* [WORK INSTRUCTIONS]:
Which lines in the listing below contain the word "table"? Copy each one.

SUPPLIED ENTRIES section start

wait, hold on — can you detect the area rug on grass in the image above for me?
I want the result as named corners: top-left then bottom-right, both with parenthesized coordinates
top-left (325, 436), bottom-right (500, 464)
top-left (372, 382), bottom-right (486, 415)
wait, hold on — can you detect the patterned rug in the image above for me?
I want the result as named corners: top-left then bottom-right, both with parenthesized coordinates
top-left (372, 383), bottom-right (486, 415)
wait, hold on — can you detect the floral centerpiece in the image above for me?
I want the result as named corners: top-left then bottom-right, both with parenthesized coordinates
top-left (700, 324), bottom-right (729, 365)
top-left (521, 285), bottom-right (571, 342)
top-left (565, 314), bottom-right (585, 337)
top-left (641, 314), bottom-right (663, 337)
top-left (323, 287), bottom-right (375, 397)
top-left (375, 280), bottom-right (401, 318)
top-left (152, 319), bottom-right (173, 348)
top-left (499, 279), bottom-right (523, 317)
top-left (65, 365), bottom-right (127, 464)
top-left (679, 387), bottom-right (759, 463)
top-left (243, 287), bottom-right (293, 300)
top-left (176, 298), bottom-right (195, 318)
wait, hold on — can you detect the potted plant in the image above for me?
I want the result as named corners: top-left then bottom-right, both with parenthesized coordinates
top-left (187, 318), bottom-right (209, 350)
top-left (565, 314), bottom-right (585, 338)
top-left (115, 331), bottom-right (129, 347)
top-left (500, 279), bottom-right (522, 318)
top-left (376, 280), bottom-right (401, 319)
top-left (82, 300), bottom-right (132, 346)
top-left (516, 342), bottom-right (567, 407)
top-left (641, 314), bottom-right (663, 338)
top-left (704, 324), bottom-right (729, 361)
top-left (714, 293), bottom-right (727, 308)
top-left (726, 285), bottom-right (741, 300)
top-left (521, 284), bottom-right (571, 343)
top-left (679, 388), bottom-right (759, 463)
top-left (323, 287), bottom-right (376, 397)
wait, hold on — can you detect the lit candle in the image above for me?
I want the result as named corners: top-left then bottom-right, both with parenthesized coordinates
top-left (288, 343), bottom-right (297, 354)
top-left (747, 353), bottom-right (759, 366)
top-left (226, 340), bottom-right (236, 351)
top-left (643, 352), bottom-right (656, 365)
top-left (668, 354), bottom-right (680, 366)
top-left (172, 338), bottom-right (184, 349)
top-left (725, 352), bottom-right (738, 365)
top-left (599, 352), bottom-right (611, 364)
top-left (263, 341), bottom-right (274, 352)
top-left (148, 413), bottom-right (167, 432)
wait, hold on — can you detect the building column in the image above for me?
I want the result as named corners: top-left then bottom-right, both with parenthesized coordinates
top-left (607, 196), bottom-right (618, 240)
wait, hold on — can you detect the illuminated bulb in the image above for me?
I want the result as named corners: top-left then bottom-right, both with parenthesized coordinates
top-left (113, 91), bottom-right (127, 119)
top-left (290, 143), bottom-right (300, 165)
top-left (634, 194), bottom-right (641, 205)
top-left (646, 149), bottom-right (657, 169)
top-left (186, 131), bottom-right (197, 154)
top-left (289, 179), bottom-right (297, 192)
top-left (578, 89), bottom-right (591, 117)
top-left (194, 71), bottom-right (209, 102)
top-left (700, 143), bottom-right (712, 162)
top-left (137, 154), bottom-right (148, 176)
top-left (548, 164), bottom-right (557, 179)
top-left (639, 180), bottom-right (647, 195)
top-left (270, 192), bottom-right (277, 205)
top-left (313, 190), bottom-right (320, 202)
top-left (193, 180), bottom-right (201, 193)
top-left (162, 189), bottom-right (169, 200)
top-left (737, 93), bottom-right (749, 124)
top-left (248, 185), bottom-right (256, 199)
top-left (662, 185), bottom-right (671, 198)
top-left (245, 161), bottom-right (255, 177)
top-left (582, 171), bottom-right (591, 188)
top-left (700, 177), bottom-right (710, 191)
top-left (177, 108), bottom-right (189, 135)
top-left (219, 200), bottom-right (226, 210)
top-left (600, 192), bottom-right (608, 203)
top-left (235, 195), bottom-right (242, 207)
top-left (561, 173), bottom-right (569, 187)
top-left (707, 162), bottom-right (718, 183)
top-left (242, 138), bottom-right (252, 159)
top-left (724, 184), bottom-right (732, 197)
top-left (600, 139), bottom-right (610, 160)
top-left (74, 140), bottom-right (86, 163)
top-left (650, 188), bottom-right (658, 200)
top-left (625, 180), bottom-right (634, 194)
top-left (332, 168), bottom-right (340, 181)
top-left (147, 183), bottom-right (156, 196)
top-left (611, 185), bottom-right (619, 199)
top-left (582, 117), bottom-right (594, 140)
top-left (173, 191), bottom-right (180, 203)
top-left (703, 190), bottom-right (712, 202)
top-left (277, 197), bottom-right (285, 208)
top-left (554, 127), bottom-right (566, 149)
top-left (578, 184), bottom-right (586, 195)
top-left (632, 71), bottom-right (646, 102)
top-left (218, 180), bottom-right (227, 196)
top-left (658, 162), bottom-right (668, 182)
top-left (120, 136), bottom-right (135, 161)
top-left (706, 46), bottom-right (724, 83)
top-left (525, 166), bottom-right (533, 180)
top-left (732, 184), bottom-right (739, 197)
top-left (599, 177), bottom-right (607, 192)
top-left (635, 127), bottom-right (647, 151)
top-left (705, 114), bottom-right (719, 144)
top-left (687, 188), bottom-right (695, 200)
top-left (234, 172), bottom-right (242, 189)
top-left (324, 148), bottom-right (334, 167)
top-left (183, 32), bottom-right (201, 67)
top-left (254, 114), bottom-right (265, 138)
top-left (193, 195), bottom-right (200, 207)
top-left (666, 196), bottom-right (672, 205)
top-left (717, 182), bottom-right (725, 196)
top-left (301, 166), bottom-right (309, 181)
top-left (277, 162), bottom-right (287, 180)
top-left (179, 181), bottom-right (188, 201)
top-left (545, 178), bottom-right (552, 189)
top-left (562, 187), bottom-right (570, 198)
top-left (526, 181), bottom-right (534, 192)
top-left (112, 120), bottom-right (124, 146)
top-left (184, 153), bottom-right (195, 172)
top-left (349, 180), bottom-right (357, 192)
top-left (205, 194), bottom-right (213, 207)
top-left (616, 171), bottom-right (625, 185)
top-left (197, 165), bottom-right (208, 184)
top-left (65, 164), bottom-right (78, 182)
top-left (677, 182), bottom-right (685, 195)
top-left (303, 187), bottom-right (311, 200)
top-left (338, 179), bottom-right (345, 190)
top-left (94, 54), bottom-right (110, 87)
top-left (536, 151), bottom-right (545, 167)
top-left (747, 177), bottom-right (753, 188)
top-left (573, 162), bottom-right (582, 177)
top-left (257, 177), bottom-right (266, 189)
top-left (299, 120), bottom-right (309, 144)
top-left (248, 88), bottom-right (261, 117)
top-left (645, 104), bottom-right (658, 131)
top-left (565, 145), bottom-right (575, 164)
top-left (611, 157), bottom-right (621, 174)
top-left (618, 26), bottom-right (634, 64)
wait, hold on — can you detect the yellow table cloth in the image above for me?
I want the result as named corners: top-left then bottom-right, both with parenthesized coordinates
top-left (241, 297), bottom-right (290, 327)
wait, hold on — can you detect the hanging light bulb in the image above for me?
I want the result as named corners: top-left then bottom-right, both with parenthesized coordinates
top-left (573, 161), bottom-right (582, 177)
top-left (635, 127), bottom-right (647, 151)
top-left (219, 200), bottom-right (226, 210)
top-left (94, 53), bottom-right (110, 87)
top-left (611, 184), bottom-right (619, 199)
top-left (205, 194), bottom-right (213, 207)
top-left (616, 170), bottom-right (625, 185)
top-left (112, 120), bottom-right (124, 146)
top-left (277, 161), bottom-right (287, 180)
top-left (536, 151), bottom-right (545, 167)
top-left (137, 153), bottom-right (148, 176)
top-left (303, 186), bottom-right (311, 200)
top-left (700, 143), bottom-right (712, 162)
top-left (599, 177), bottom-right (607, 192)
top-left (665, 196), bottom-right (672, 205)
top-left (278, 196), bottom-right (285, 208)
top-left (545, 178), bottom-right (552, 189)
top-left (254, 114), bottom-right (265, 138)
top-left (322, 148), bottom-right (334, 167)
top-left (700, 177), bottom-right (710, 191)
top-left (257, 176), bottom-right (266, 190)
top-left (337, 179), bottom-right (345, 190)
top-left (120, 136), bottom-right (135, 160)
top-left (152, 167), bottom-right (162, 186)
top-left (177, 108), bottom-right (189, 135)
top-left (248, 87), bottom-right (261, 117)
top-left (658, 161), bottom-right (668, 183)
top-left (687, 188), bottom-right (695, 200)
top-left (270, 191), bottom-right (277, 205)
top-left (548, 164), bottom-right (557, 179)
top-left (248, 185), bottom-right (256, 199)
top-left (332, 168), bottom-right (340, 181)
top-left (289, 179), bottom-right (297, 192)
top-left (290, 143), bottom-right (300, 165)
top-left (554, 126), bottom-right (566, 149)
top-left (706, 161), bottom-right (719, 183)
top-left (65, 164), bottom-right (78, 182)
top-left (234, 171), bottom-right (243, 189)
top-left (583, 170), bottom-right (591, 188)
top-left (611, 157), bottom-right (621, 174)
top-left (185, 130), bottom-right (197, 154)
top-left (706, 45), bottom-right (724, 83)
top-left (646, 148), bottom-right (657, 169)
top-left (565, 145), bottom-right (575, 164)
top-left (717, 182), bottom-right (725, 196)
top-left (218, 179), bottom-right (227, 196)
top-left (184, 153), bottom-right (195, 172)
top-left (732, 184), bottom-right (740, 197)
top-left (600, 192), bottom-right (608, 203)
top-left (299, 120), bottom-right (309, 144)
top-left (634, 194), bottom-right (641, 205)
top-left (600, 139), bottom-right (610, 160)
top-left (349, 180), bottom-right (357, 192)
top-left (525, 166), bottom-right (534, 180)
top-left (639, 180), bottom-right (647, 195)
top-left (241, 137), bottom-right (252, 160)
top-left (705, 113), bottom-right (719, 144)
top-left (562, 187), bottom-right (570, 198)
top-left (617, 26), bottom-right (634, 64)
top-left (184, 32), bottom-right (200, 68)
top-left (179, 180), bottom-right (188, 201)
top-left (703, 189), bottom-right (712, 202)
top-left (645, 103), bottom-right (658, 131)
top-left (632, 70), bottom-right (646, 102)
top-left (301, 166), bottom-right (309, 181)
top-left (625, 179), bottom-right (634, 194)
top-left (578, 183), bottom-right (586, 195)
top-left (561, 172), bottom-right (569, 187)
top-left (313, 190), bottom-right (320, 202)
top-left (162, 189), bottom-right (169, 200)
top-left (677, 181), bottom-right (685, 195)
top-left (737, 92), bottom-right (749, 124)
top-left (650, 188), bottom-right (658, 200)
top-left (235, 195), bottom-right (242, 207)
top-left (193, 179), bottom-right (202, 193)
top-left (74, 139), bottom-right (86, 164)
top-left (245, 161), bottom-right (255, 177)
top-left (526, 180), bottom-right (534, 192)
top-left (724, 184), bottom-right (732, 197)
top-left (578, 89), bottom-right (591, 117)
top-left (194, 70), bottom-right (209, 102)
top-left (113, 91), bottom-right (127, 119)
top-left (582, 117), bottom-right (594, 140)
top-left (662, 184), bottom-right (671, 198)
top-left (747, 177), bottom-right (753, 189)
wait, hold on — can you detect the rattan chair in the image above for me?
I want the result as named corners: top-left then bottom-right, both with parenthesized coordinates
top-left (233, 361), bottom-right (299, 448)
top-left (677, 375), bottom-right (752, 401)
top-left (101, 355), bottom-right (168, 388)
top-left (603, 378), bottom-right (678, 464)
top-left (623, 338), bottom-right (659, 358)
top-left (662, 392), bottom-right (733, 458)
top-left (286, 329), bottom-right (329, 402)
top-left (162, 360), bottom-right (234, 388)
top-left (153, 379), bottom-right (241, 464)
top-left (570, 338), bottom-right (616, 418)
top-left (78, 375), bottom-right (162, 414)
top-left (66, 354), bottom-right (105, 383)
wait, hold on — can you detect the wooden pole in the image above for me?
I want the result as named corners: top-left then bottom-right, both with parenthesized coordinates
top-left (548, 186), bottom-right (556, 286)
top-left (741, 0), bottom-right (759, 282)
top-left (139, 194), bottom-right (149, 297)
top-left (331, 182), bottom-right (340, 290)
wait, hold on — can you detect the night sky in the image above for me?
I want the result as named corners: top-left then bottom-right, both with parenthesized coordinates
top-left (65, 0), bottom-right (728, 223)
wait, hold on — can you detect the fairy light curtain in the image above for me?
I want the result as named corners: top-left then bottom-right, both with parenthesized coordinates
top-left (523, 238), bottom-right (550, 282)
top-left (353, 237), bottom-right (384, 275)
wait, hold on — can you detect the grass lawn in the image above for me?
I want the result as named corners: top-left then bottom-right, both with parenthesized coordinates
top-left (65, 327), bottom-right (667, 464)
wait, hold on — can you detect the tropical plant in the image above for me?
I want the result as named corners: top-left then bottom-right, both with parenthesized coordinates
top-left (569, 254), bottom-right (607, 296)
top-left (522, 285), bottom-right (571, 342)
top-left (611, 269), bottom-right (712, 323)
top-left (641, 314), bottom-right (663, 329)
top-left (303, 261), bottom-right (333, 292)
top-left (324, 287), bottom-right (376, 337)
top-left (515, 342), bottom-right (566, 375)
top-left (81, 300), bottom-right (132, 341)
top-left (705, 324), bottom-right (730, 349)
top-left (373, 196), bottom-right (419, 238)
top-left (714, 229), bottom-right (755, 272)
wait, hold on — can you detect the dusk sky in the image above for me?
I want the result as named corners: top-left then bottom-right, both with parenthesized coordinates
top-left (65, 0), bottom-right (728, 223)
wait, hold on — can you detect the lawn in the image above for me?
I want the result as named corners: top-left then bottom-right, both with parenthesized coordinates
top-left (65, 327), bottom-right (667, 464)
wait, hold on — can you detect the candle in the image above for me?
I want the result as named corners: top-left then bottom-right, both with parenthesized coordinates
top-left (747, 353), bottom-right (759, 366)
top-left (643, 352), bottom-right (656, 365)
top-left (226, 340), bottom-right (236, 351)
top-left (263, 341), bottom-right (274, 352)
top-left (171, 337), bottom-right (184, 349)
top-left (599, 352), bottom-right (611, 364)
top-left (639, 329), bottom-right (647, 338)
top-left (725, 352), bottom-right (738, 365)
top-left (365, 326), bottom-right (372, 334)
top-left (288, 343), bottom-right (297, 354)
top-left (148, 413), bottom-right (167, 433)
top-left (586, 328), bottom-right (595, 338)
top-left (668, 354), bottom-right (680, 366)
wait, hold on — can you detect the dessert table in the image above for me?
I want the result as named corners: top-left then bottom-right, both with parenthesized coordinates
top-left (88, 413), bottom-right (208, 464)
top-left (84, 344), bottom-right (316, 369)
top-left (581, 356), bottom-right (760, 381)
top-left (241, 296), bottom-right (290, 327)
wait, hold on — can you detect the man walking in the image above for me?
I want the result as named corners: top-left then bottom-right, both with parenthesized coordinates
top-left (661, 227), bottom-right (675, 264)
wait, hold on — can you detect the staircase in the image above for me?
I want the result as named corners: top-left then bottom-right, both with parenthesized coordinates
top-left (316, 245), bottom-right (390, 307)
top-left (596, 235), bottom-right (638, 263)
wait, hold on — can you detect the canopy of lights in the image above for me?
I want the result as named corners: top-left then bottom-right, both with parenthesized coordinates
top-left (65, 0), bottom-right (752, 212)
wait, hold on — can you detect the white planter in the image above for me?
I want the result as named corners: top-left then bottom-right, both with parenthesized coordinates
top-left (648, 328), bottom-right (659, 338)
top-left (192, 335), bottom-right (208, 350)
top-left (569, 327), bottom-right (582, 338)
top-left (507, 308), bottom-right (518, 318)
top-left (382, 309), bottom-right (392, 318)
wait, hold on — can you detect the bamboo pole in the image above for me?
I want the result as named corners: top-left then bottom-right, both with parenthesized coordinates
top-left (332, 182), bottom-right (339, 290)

SUPPLIED ENTRIES section end

* [SOLUTION TO THIS TASK]:
wait, hold on — can you detect the yellow table cloth in the image above for me?
wait, hold on — can you detect the dessert table in the image above for me?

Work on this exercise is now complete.